**WORK ITEM**
Your task is to give the records again exactly. Leave each picture out.

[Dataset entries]
▼
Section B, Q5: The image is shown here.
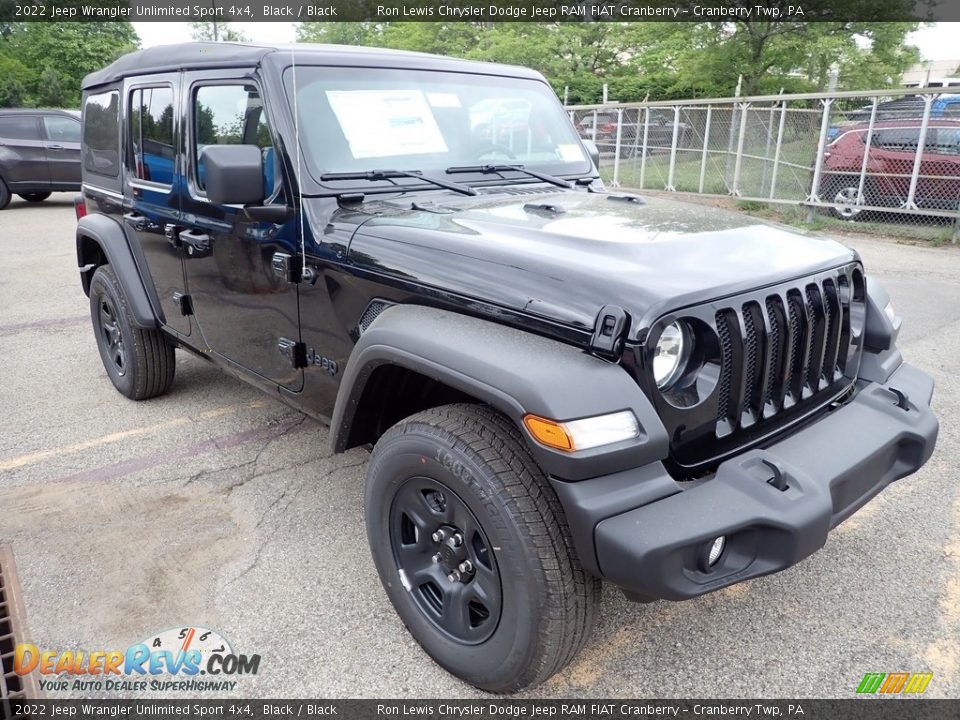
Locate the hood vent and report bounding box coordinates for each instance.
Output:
[476,186,559,197]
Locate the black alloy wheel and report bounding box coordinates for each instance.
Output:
[96,294,126,376]
[389,476,501,644]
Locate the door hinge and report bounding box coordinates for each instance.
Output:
[590,304,629,360]
[272,252,319,285]
[172,292,193,316]
[278,337,307,369]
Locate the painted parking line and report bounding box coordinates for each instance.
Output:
[0,400,269,473]
[52,416,316,485]
[0,315,87,334]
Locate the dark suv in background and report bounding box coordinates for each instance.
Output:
[0,108,81,209]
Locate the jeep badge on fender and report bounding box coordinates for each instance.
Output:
[75,42,939,693]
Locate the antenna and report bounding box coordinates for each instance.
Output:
[291,45,307,280]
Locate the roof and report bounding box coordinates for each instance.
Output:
[82,42,540,90]
[0,108,79,116]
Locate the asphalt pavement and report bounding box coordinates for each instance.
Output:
[1,193,958,699]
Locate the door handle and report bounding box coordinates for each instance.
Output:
[45,144,64,151]
[179,229,211,256]
[123,211,146,231]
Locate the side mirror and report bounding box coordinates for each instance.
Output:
[582,139,601,170]
[200,144,264,205]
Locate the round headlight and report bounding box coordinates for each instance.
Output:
[653,321,689,389]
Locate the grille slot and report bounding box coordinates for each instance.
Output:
[712,270,858,439]
[1,546,39,710]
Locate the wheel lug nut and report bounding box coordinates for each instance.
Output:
[447,570,461,583]
[432,529,447,543]
[458,560,473,574]
[431,553,442,564]
[445,533,463,548]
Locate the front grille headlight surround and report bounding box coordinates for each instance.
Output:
[647,317,721,409]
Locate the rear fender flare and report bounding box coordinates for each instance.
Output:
[76,213,158,329]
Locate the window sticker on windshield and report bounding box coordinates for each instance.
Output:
[326,90,449,159]
[557,143,585,162]
[426,92,462,108]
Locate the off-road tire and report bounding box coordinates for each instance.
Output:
[19,192,51,202]
[89,264,175,400]
[0,179,10,210]
[365,403,600,693]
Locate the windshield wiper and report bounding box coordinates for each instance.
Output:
[319,169,477,196]
[445,164,573,189]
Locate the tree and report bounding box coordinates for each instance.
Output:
[0,23,138,107]
[190,21,250,43]
[295,20,921,103]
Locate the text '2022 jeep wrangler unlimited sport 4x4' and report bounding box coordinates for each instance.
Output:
[75,43,939,693]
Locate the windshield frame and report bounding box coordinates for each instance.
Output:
[278,63,595,196]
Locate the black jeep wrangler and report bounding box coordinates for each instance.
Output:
[76,43,938,692]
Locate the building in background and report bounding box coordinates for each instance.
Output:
[902,59,960,88]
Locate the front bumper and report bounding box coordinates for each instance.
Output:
[556,362,938,601]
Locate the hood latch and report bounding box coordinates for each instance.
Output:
[590,305,630,360]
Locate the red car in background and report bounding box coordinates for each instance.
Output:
[819,118,960,219]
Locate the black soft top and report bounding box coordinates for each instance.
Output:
[82,42,541,90]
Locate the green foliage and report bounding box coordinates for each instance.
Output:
[0,23,138,108]
[297,20,922,103]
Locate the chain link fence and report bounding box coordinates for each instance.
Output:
[568,87,960,243]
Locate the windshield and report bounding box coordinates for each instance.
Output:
[283,66,591,189]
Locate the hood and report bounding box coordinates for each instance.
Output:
[346,189,858,341]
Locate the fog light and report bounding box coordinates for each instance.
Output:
[698,536,726,572]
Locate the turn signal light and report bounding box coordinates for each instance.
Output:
[523,410,640,453]
[523,416,574,451]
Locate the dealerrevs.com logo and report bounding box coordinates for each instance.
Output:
[856,672,933,696]
[14,626,260,693]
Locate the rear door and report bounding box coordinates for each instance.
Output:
[178,73,302,391]
[0,114,48,188]
[123,78,191,337]
[40,114,82,186]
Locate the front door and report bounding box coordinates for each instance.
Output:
[179,75,302,391]
[40,114,82,186]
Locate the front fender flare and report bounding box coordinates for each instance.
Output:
[76,214,158,329]
[331,305,668,481]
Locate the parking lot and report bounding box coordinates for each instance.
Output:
[1,192,958,698]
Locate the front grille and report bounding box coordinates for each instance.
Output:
[653,264,865,472]
[715,271,859,431]
[1,546,40,712]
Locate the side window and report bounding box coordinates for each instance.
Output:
[873,128,920,151]
[42,116,81,143]
[83,91,120,177]
[193,84,278,199]
[931,128,960,155]
[0,115,40,140]
[129,86,175,186]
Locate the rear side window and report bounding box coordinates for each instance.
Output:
[129,86,175,185]
[83,91,120,177]
[0,115,40,140]
[873,128,920,150]
[42,115,80,143]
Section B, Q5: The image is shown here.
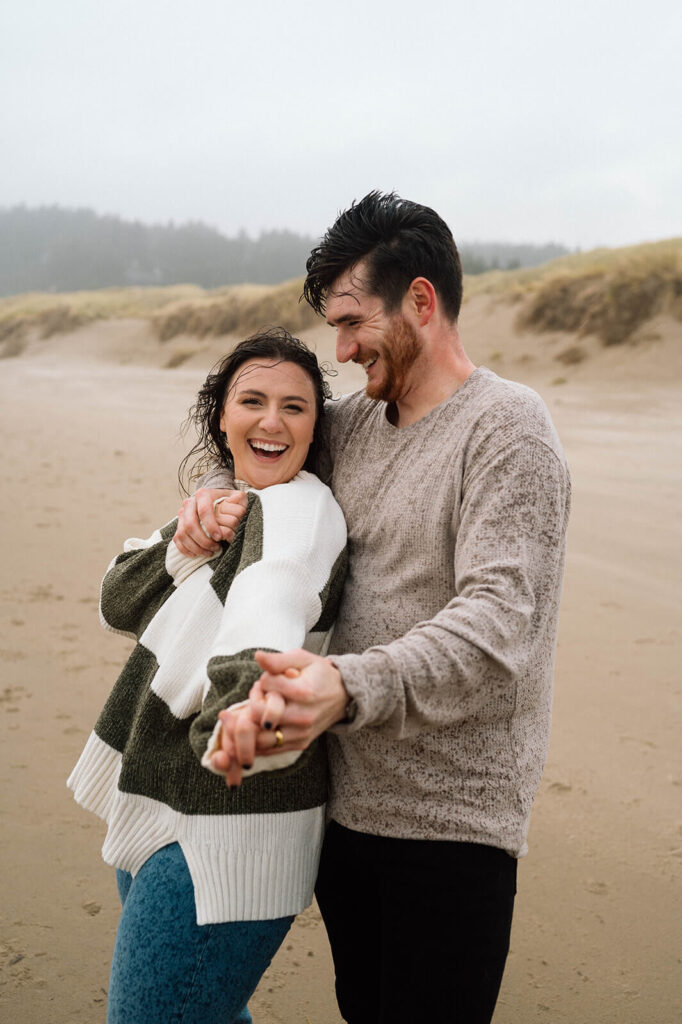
▲
**WRITTEN ANSWER**
Section B, Q5: The image is shown here.
Locate the hood vent and report bounding box coordinates for each instance.
Output:
[476,186,559,197]
Locate the black alloy wheel and report bounding box coordinates for each instance.
Output:
[96,294,126,376]
[389,476,501,644]
Locate the door hinge and report bounding box coordinates for each instance.
Output:
[590,304,629,360]
[272,252,319,285]
[172,292,193,316]
[278,337,307,369]
Locate the painted parking line and report bounding box coordinates for each instance.
Output:
[0,400,269,473]
[52,416,316,485]
[0,315,87,334]
Locate the dark suv in background and report bounding box coordinates for each instance.
Output:
[0,108,81,209]
Locate the jeep badge on fender and report bounding box coordinates for each instance.
Output:
[75,42,939,693]
Locate the antenna and report bounding box coordinates for each instance.
Output:
[291,45,307,280]
Locate the roof and report bounding box coordinates for each instance.
Output:
[82,42,540,90]
[0,108,79,116]
Locate the asphalt pavement and report bounding box coordinates for each instance.
Output:
[1,193,958,699]
Locate the door handle and report bounding box coordinates for each instance.
Output:
[45,144,64,151]
[179,229,211,256]
[123,211,146,231]
Locate the side mirror and report bounding box coordinates for each instance.
Output:
[582,139,601,170]
[200,144,264,205]
Locate the round headlight and report bounding box coordinates for each instance.
Output:
[653,321,689,389]
Locate the grille slot and report bounding box coordinates for each instance.
Output:
[712,270,858,439]
[1,546,39,710]
Locate the wheel lug nut and report bounding box coordinates for each instance.
Output:
[447,570,461,583]
[432,529,447,543]
[458,560,473,574]
[431,553,442,564]
[445,533,463,548]
Locate the front grille headlight surround and report bounding box coordinates for each instance.
Output:
[647,317,721,409]
Locate the rear fender flare and report bounding box coordinates for each instance.
Output:
[76,213,158,329]
Locate the window sticker on windshield and report bounding box coordinates for each instance.
Output:
[326,90,449,159]
[557,143,585,162]
[426,92,462,108]
Locate the off-road tire and report bounding box coordinates for each instance.
Output:
[19,192,51,202]
[89,264,175,400]
[0,179,10,210]
[365,403,600,693]
Locate the windshield wiper and report bounding box coordinates for each instance.
Output:
[319,169,477,196]
[445,164,573,189]
Locate the tree and report bounding box coordinates for each instance.
Output:
[0,23,138,107]
[190,21,250,43]
[295,20,921,103]
Locate the text '2022 jeep wrangler unlimited sport 4x4' and report bounding box coordinates for each instance.
Output:
[75,43,939,693]
Locate the windshield frame and report bounding box coordinates for each instance.
Output:
[278,63,595,196]
Locate the black jeep wrangler and report bounding box coordinates for each instance.
Output:
[76,43,938,692]
Locate the building in background and report bounding box coordinates for each instance.
Output:
[902,59,960,88]
Locate the front bumper and report bounding box coordinates for each instance.
Output:
[556,362,938,601]
Locate the hood latch and report bounding box coordinates for each instance.
Output:
[590,305,630,360]
Locate the red car in background and report bounding box coordinates for each instance.
Output:
[819,118,960,219]
Locate the black soft top and report bounding box coordinates for each instance.
Output:
[82,42,541,90]
Locate the green foliage and report bounding box coordinates for each instance.
Output:
[0,23,138,108]
[297,20,922,103]
Locate the chain link fence and report bounding box coordinates for each instance.
Output:
[568,87,960,243]
Locate the windshield and report bounding box coordinates for each instance.
Output:
[283,66,591,189]
Locate the hood and report bounding box coordinates for each instance.
Output:
[346,189,858,341]
Locate the fog light and report bounding box coordinates for each instance.
Output:
[698,536,726,572]
Locate the turn signal light and report bounding box coordinates for each instance.
Output:
[523,410,640,453]
[523,416,574,451]
Locate the dealerrevs.com logo and report bounding box coordinates for each instance.
Output:
[856,672,933,696]
[14,626,260,693]
Locate the rear door and report bounding box coordinates for each instance.
Output:
[178,73,302,391]
[0,114,48,188]
[123,78,191,337]
[40,114,82,186]
Locate the front door and report bounding box coordinates for each instance.
Output:
[179,75,302,391]
[40,114,82,186]
Locate the front fender flare and report bounding box coordinates for each instance.
Output:
[76,214,158,329]
[331,305,668,481]
Locate the parking lot and report bounding box coordinates for each instance.
Output:
[1,192,958,698]
Locate the front grille and report bounding box coordinates for each instance.
Output:
[653,264,865,472]
[715,271,859,431]
[1,546,40,712]
Locate the side window and report bounding box coordinates for each instance.
Output:
[873,128,920,151]
[42,116,81,143]
[83,91,120,177]
[193,84,278,199]
[931,128,960,155]
[0,115,40,140]
[129,86,175,186]
Locate the rear side window and report bounding box coordinates for each instance.
Output:
[129,86,175,185]
[83,91,120,177]
[0,115,40,140]
[873,128,920,150]
[42,115,80,143]
Section B, Q5: The image is shown here.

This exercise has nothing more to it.